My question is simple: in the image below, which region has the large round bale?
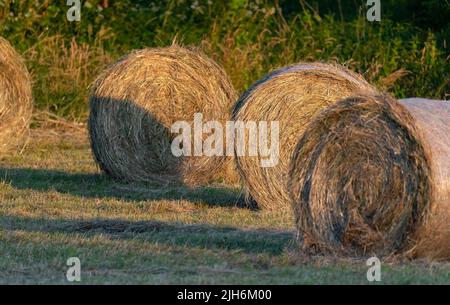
[233,63,376,210]
[0,37,33,152]
[289,95,450,259]
[89,45,237,185]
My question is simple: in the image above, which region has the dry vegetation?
[89,44,241,186]
[0,36,33,153]
[0,125,450,284]
[289,95,450,260]
[233,63,376,210]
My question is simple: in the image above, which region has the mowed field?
[0,126,450,284]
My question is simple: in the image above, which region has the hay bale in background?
[89,45,237,185]
[0,37,33,152]
[233,63,376,209]
[289,95,450,259]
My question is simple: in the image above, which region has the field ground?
[0,125,450,284]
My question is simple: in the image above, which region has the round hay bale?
[233,63,376,210]
[289,95,450,259]
[89,45,237,185]
[0,37,33,152]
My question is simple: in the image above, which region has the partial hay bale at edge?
[89,45,241,186]
[289,95,450,260]
[0,37,33,153]
[233,63,376,209]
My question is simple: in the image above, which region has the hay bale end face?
[89,45,237,185]
[289,95,450,259]
[0,37,33,152]
[233,63,376,209]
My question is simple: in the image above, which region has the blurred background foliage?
[0,0,450,121]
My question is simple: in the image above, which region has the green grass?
[0,130,450,284]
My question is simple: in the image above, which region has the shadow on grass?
[0,216,294,255]
[0,168,246,207]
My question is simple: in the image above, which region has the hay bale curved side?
[89,45,241,185]
[233,63,376,209]
[0,37,33,152]
[289,95,450,259]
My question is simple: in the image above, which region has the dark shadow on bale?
[89,45,241,186]
[0,216,293,255]
[89,96,183,184]
[0,168,247,208]
[289,95,450,259]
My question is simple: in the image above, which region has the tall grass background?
[0,0,450,121]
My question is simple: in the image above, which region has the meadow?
[0,0,450,284]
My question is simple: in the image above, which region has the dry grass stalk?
[89,45,241,185]
[0,37,33,152]
[289,95,450,259]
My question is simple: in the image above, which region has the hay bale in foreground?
[289,95,450,259]
[233,63,376,209]
[0,37,33,152]
[89,45,237,185]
----
-- Set problem --
Change each "region" in the data above to "area" and write out the lines again with everything else unchanged, leaving out the picture.

-- Solution --
My question is simple: in the image below, which area has the large round bale?
[233,63,376,210]
[0,37,33,152]
[289,95,450,259]
[89,45,237,185]
My question is simple: in the image above, which area has the dry vegetation?
[89,44,241,186]
[0,36,33,153]
[0,125,450,284]
[289,95,450,260]
[233,63,376,210]
My question is simple: in the image above, which area has the mowed field?
[0,126,450,284]
My question is simple: in the image above, which area has the hay bale in background?
[89,45,237,185]
[0,37,33,152]
[233,63,376,209]
[289,95,450,259]
My question is simple: in the image above, which area has the field ground?
[0,125,450,284]
My question is simple: in the image above, which area has the round hay bale?
[233,63,376,210]
[289,95,450,259]
[89,45,237,185]
[0,37,33,152]
My question is simple: in the image above, which area has the partial hay bale at edge?
[89,45,241,186]
[289,95,450,260]
[0,37,33,153]
[233,63,376,209]
My question is simple: in the image above, which area has the hay bale end face?
[89,45,237,185]
[289,95,450,259]
[0,37,33,152]
[233,63,376,209]
My question is simple: in the image above, which area has the blurred background foliage?
[0,0,450,121]
My question is simple: in the image above, which area has the green grass?
[0,130,450,284]
My question is simple: in the image above, which area has the shadow on grass?
[0,216,294,255]
[0,168,246,207]
My question is simple: in the image above, which area has the hay bale curved side?
[89,45,241,185]
[233,63,376,209]
[0,37,33,152]
[289,95,450,259]
My question is simple: in the image above, which area has the dark shadow on bale?
[89,45,241,186]
[0,216,293,255]
[89,96,183,184]
[0,168,247,208]
[289,95,450,259]
My question is simple: in the image above, which area has the tall grass background?
[0,0,450,121]
My question is simple: in the image above, which area has the meadow?
[0,0,450,284]
My question is simple: in the image above, which area has the dry grass stalk?
[89,45,241,185]
[0,37,33,152]
[289,95,450,259]
My question is simple: in the image above, which area has the hay bale in foreground?
[289,95,450,259]
[233,63,376,209]
[0,37,33,152]
[89,45,237,185]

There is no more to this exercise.